U.S.-ASEAN Relations: Charting the Next 40 Years

The CSIS Southeast Asia Program on March 1-2 organized a conference in Manila, Philippines—“U.S.-ASEAN Relations: Charting the Next 40 Years” in cooperation with the Albert del Rosario Institute for Strategic and International Studies and with the generous support of the U.S. Department of State.

This year marks the 40th anniversary of U.S.-ASEAN relations and the 50th anniversary of the founding of the Association of Southeast Asian Nations (ASEAN), making it an opportune time to take stock of the grouping’s achievements and challenges, and explore ways to deepen U.S.-ASEAN ties. The conference focused on identifying key issues and formulating practical recommendations to improve ASEAN’s capacity to tackle these challenges and to build stronger, long-lasting U.S. ties with the region.

The 10-nation ASEAN organization has transformed Southeast Asia since it was launched by five countries in 1967, helping a war-torn and divided region grow into an economically dynamic and largely peaceful region, with ever-expanding areas of cooperation among member states and with their dialogue partners. ASEAN is now a $2.5 trillion economic area, wedged between China and India, with a population of over 620 million that is young and increasingly well educated.
--
» **Directions**
**1)** In the U.S.-ASEAN article, in which city was the conference held?
**2)** Mark each statement yes or no based on the U.S.-ASEAN article, and quote the words that decide it: (a) ASEAN was started by five countries in 1967. (b) This year marks the 50th anniversary of U.S.-ASEAN relations. (c) ASEAN is a $2.5 trillion economic area.
**3)** Keep writing the U.S.-ASEAN article, picking up after its last sentence.
The data after the U.S.-ASEAN article isn't needed for any of this.

» **Supplied information**
--
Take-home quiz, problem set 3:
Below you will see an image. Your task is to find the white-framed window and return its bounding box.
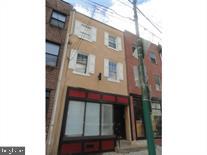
--
» **Answers to the problems**
**1)** Manila, Philippines.

**2)**
(a) Yes: "since it was launched by five countries in 1967"
(b) No: "This year marks the 40th anniversary of U.S.-ASEAN relations"
(c) Yes: "ASEAN is now a $2.5 trillion economic area"

**3)**
ASEAN is at the heart of regional economic integration efforts, including through the ASEAN Economic Community (AEC) that was launched last year, and a raft of “ASEAN-plus” free trade agreements, including ongoing negotiations for a Regional Comprehensive Economic Partnership (RCEP) agreement that includes China, Japan, and India, but not the United States.

ASEAN also convenes the region. ASEAN hosts the East Asia Summit, which brings together leaders of the Indo-Pacific to discuss strategic issues. The ASEAN Regional Forum (ARF), an annual meeting of roughly 27 foreign ministers, has long been a venue to discuss regional security challenges and promote confidence-building measures and practical cooperation on a range of transnational challenges. The newer ASEAN Defense Ministers Meeting Plus (ADMM+) has engaged ASEAN and eight key dialogue partners in addressing regional security challenges and promoting practical cooperation among their militaries on issues ranging from maritime security to counterterrorism and disaster response.

Despite these achievements and a future that in many ways looks bright, ASEAN as a grouping is at a crossroads. Strategic rivalries in the Indo-Pacific are growing, and tensions over China’s maritime claims and activities in the South China Sea are rising. Although economic integration is advancing slowly, trade and investment barriers between member states remain high, and intra-regional trade and investment remain below their potential.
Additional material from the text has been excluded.